- _PROBLEM DESCRIPTION_: Take the entries below and return them unchanged.

- _DATA PROVIDED_:
───
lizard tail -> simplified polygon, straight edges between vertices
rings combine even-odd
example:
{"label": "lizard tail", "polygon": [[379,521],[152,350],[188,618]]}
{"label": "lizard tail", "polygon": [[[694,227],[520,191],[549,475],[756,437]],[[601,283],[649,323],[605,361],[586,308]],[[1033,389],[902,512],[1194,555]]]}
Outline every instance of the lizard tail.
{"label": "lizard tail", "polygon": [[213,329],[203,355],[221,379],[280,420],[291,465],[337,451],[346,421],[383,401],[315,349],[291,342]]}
───
- _RESULT OF THIS EXERCISE_:
lizard tail -> simplified polygon, straight edges between vertices
rings combine even-odd
example:
{"label": "lizard tail", "polygon": [[379,521],[152,350],[188,618]]}
{"label": "lizard tail", "polygon": [[[694,227],[520,191],[549,475],[756,437]],[[601,283],[649,323],[605,361],[586,308]],[[1033,389],[902,512],[1194,555]]]}
Outline every instance of the lizard tail.
{"label": "lizard tail", "polygon": [[213,329],[203,355],[221,379],[280,420],[291,465],[337,451],[346,421],[383,401],[315,349],[291,342]]}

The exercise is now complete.